課題 A: 抽出テキストから、「わたしの胸の底の貝殻の記憶の中」で始まり「パッションがある、と感じた」」に至るまでの部分を、一字一句違えずに打ち直してください。
課題 B: 抽出テキストの詩では、生きてゆくことは百三十億年前の星のかけらの光を手づからすくい取ることだとされています。それは何のためだと書かれているか、1〜3文で説明してください。

たった一人のあの人が 亡くなったという史は
詩の始まりであって 死の始まりではない

今朝 白バラの声に起こされた
白バラの声は たましいのレジスタンス
あなたは今も生きている

生きてゆくことは 正しいことでも強いことでもない
生きてゆくことは 弱くある自由を保つこと
わたしだけの史の歩みを続けること

生きてゆくことは 混沌から抜け出すために
百三十億年前の星のかけらの光を
手づからすくい取ること

今になってわかる
見えるものと見えないものとの陥穽に
わたしだけの自由は しめやかに沈んでいた

わたしの胸の底の貝殻の記憶の中
白バラの声は たましいのレジスタンス
あなたは今も 生きている

あなたの姿が見えない今 
あなたへの思いが募るばかりの今 

弱くあることの自由によってしか 
開けることのできない
希望への扉があることを知った

 「格調高い詩。三連目『今朝 白バラの声に起こされた』からあなたのことが書かれている。あなたのことを思っていることが切々と伝わってくる。最終連、その結び方に思いがこもっている」「『白バラの声』にずっといっしょにいたいという思いがよくわかる。『弱くあることの自由』の繰り返しが響いてくる」「詩を書く理由が丁寧に書かれている。詩を書くことによって生きている」「いま、バラの季節だが、季節の巡り、蘇り、レジスタンスのパッションがある、と感じた」

提示情報:
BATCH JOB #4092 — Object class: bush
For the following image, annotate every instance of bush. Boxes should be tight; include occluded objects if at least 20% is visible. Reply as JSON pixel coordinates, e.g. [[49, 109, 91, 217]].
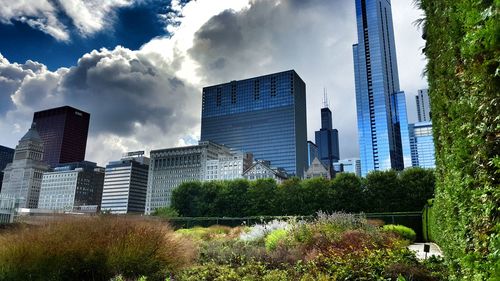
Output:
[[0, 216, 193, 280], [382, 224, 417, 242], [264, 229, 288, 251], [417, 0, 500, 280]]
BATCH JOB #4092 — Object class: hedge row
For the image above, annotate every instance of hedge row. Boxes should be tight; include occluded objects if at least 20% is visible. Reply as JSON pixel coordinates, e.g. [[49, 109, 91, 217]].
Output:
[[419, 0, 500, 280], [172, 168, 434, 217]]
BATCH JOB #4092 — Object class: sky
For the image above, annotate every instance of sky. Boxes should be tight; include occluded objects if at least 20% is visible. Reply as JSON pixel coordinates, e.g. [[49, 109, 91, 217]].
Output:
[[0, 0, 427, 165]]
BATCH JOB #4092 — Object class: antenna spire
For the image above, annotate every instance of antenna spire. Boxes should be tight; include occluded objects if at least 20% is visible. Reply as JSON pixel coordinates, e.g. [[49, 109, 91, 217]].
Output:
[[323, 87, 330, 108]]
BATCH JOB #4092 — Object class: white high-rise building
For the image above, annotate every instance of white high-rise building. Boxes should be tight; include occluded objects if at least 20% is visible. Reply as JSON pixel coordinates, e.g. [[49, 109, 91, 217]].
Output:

解答 A:
わたしの胸の底の貝殻の記憶の中
白バラの声は たましいのレジスタンス
あなたは今も 生きている

あなたの姿が見えない今 
あなたへの思いが募るばかりの今 

弱くあることの自由によってしか 
開けることのできない
希望への扉があることを知った

 「格調高い詩。三連目『今朝 白バラの声に起こされた』からあなたのことが書かれている。あなたのことを思っていることが切々と伝わってくる。最終連、その結び方に思いがこもっている」「『白バラの声』にずっといっしょにいたいという思いがよくわかる。『弱くあることの自由』の繰り返しが響いてくる」「詩を書く理由が丁寧に書かれている。詩を書くことによって生きている」「いま、バラの季節だが、季節の巡り、蘇り、レジスタンスのパッションがある、と感じた」

解答 B: 混沌から抜け出すためです。詩では、生きてゆくことは混沌から抜け出すために、百三十億年前の星のかけらの光を手づからすくい取ることだと述べられています。